**EXCERPTED TEXT**
---
If you read the Associated Press story by Scott Bauer or the unfairly slanted article by the Milwaukee Journal Sentinel’s Dan Bice, you might think that conservative Supreme Court candidate Dan Kelly was involved in or even supportive of, a so-called “fake elector scheme” after the 2020 presidential election.
Any reasonable reader would assume as much from the way that Bauer and Bice worded their stories, especially if they read the false attack in Bice’s article from liberal Janet Protasiewicz’s campaign, which said of Kelly, “His continued efforts to overturn Wisconsin’s 2020 presidential election results are disqualifying.”
This is an outright lie. There is no evidence that Kelly has ever tried to overturn the 2020 presidential election results.
Bauer’s article says, “One of the two conservative candidates for an open Wisconsin Supreme Court seat was paid by state and national Republicans to advise on election issues, including the plan to have fake GOP electors cast ballots for Donald Trump even though he lost the state.”
---
**DATA RECORDS**
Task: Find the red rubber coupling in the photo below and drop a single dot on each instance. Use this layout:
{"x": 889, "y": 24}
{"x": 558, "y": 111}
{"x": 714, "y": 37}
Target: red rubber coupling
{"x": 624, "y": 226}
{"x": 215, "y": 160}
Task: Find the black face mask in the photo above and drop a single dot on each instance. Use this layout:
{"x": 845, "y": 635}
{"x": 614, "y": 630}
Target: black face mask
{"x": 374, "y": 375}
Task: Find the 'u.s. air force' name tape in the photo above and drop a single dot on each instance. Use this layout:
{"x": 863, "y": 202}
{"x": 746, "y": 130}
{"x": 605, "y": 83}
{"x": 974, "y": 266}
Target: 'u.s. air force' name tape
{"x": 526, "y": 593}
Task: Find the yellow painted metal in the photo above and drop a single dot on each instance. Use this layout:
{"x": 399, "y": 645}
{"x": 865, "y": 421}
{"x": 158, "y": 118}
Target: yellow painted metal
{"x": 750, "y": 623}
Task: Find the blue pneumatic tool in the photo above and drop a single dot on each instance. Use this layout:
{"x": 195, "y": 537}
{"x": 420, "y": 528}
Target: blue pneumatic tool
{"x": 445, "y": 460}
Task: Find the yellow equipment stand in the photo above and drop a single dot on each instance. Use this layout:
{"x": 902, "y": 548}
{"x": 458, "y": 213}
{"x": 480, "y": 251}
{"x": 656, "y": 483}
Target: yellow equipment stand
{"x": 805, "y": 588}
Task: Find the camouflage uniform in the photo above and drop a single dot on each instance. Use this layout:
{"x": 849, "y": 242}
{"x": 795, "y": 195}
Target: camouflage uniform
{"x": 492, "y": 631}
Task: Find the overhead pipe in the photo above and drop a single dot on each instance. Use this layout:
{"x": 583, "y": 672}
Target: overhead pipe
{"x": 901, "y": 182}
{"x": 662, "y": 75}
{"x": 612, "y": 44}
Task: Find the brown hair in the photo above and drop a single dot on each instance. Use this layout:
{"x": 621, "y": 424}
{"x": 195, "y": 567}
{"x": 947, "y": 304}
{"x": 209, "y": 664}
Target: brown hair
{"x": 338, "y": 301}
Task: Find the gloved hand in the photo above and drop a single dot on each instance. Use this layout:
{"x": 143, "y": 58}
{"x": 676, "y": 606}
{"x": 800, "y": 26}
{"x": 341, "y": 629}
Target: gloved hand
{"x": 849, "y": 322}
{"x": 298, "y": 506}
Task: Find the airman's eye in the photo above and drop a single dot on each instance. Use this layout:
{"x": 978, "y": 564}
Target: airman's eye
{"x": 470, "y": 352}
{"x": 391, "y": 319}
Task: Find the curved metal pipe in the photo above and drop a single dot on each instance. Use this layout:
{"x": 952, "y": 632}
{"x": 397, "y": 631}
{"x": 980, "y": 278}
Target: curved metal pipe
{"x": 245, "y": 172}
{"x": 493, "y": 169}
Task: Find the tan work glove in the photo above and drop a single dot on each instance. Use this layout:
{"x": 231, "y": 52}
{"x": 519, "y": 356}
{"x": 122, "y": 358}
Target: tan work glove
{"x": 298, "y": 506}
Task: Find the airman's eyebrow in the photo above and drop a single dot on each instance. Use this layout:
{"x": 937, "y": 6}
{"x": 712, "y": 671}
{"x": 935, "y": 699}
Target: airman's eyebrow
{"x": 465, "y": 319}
---
**EXERCISE**
Revise the Dan Kelly article from "If you read" up to and including "presidential election results.", replacing "outright lie" with "outright falsehood". The listing above comes from a separate source.

**TASK OUTPUT**
If you read the Associated Press story by Scott Bauer or the unfairly slanted article by the Milwaukee Journal Sentinel’s Dan Bice, you might think that conservative Supreme Court candidate Dan Kelly was involved in or even supportive of, a so-called “fake elector scheme” after the 2020 presidential election.
Any reasonable reader would assume as much from the way that Bauer and Bice worded their stories, especially if they read the false attack in Bice’s article from liberal Janet Protasiewicz’s campaign, which said of Kelly, “His continued efforts to overturn Wisconsin’s 2020 presidential election results are disqualifying.”
This is an outright falsehood. There is no evidence that Kelly has ever tried to overturn the 2020 presidential election results.